### What you have to do
Transcribe the entries below exactly, starting with the line that has "Guideline: for each instance of the bare" and stopping after the line that has "Guideline: for each instance of the rooftop"; no pictures belong in the copy.

### Dataset
========

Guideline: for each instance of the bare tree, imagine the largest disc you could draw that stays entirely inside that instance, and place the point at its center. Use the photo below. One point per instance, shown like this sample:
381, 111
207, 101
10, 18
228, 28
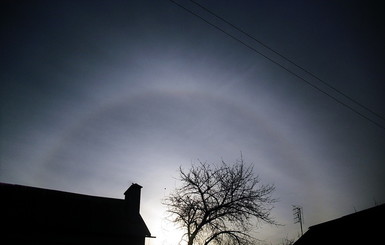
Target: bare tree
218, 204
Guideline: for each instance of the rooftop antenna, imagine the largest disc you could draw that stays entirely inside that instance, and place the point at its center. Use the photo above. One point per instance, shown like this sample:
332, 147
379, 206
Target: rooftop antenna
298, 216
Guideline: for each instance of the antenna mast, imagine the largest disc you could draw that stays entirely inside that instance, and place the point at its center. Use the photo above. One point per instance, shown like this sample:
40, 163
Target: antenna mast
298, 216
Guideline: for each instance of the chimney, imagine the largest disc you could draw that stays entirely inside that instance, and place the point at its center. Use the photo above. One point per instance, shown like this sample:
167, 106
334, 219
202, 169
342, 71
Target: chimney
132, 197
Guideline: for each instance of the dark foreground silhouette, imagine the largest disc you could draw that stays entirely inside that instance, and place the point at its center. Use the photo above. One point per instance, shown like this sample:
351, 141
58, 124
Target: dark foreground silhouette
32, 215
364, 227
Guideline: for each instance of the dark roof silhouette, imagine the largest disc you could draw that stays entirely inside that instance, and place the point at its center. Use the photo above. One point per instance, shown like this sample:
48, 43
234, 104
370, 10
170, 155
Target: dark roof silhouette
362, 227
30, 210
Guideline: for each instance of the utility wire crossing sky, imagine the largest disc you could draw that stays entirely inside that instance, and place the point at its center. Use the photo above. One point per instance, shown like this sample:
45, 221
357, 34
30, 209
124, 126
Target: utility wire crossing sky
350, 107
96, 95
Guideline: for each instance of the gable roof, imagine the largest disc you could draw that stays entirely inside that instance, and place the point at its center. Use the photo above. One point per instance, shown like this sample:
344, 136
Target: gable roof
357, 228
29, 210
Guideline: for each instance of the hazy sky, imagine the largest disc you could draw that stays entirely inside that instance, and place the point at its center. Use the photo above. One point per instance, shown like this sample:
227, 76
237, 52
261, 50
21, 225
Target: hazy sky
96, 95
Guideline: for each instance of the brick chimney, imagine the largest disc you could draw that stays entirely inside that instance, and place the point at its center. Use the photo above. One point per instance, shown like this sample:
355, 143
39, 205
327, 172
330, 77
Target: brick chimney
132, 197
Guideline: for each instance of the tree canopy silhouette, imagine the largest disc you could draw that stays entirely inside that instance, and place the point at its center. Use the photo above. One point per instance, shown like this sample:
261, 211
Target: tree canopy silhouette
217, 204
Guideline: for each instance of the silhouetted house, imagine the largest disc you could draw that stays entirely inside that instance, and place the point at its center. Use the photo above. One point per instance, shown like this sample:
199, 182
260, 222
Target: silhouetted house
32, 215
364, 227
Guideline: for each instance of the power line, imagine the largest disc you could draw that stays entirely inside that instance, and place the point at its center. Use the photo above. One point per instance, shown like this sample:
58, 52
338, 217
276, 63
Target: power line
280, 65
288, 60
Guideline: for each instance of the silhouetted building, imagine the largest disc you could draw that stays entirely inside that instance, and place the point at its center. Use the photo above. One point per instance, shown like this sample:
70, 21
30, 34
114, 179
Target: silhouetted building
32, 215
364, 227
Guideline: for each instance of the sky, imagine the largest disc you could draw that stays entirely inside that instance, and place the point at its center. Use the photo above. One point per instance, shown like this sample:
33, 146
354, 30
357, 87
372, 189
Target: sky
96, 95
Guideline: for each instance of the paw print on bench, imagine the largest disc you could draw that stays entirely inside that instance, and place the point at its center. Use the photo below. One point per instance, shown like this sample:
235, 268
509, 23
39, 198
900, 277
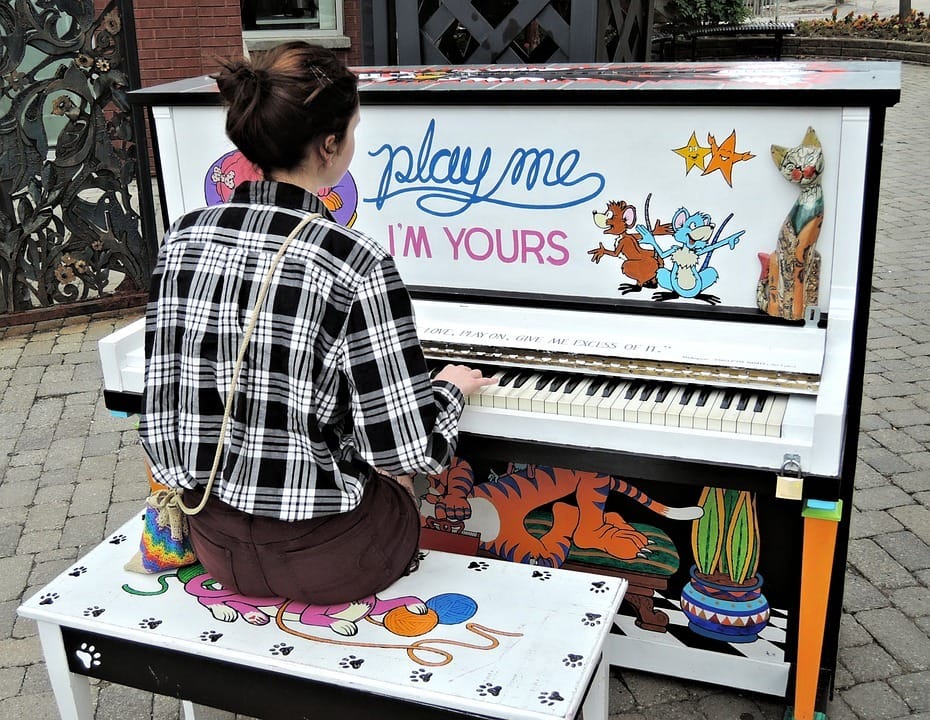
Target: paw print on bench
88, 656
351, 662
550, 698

========

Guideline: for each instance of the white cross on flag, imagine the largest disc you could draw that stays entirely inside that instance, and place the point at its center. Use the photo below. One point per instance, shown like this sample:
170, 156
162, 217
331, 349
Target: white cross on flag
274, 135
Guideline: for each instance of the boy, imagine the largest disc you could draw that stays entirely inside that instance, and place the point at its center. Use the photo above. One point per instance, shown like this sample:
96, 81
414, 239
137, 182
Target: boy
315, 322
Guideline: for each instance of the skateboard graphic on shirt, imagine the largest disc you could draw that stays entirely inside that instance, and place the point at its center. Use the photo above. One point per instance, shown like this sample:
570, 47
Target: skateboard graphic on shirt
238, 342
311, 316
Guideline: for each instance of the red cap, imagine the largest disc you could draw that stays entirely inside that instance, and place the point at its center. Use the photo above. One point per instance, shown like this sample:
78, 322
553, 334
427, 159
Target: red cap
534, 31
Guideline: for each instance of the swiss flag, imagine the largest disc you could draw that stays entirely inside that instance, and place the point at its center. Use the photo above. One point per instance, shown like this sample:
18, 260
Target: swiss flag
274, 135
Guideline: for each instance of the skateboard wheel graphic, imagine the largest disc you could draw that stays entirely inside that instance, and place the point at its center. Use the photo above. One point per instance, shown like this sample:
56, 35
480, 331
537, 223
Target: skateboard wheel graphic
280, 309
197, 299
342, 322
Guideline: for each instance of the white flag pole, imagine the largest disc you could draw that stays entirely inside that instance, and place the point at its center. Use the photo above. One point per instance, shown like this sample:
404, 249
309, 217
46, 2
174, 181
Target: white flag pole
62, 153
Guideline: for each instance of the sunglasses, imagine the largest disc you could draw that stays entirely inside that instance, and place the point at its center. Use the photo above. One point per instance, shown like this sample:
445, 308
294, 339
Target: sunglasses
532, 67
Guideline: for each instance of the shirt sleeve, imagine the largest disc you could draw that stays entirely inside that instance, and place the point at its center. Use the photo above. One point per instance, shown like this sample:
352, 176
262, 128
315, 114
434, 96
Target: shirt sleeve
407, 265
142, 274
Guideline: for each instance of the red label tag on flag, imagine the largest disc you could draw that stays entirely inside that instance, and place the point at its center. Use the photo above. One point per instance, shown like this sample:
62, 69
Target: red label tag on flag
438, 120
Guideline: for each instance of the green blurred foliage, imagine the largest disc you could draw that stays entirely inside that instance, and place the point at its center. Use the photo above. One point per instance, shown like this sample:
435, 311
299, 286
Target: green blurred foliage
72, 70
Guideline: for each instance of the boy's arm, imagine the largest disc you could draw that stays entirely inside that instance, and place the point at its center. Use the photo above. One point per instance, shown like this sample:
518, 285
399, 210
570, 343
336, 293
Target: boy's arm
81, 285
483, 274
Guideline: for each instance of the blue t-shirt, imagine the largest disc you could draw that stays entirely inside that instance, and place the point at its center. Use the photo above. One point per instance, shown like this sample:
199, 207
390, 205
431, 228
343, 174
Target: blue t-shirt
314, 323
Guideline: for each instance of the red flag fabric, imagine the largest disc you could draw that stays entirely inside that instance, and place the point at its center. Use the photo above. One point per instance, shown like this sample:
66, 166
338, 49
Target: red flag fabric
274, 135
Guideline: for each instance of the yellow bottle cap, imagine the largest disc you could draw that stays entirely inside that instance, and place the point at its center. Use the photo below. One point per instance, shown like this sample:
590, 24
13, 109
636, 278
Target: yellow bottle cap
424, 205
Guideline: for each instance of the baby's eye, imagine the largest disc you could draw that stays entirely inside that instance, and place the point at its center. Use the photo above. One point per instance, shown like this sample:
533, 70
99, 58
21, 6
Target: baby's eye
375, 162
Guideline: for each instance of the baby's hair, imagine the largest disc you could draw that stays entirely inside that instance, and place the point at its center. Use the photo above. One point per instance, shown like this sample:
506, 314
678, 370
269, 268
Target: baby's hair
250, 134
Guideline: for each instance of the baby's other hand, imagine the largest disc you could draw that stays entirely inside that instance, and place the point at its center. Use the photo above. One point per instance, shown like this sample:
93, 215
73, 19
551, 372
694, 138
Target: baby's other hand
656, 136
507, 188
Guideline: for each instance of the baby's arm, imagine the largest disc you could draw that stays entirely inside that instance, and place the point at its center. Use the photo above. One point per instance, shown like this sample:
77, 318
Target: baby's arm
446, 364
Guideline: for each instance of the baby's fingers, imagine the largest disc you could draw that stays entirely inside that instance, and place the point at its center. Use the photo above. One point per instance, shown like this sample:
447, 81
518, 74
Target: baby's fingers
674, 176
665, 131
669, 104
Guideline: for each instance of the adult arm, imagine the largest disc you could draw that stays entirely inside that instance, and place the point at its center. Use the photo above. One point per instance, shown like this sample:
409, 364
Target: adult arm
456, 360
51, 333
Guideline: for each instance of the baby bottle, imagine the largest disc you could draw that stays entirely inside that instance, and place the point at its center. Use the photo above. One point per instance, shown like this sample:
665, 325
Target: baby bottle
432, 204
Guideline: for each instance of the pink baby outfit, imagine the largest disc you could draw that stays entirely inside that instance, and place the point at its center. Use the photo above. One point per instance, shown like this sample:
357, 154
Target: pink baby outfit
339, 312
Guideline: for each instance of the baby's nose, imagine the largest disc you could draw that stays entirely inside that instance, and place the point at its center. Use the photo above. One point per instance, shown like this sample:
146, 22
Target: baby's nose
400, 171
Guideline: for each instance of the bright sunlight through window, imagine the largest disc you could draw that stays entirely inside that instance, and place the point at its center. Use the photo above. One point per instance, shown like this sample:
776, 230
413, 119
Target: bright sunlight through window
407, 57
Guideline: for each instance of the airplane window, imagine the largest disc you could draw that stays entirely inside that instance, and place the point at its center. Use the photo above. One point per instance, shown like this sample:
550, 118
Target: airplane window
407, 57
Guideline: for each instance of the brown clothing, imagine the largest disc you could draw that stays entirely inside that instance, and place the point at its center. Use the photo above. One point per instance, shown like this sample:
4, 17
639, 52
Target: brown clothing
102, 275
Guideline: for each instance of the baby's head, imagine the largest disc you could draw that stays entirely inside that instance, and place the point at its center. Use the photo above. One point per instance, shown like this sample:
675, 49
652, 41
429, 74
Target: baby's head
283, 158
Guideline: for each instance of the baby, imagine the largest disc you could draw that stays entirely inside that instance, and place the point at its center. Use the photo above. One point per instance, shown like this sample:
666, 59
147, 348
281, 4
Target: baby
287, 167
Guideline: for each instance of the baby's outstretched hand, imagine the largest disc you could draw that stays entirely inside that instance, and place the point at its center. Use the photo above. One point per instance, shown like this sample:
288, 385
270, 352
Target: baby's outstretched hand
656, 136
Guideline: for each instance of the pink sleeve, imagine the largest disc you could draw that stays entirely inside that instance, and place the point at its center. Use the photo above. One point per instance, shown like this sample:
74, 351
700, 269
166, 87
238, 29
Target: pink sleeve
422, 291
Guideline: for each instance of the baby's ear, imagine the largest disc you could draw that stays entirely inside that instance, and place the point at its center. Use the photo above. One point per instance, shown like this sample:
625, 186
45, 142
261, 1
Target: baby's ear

========

### Solution below
Guideline: for each instance of the bare tree, imagine the largest disc you could draw that stays entirely inside that instance, and place the point at its center. Use the photo below. One point per instance, shown like this sample:
381, 111
207, 101
10, 18
228, 28
Target: bare tree
218, 204
Guideline: for each instance of the rooftop antenna, imagine the largest disc you could draw that stays entirely inside that instance, and place the point at its center. Use the photo above. One point per instance, shown like this sample:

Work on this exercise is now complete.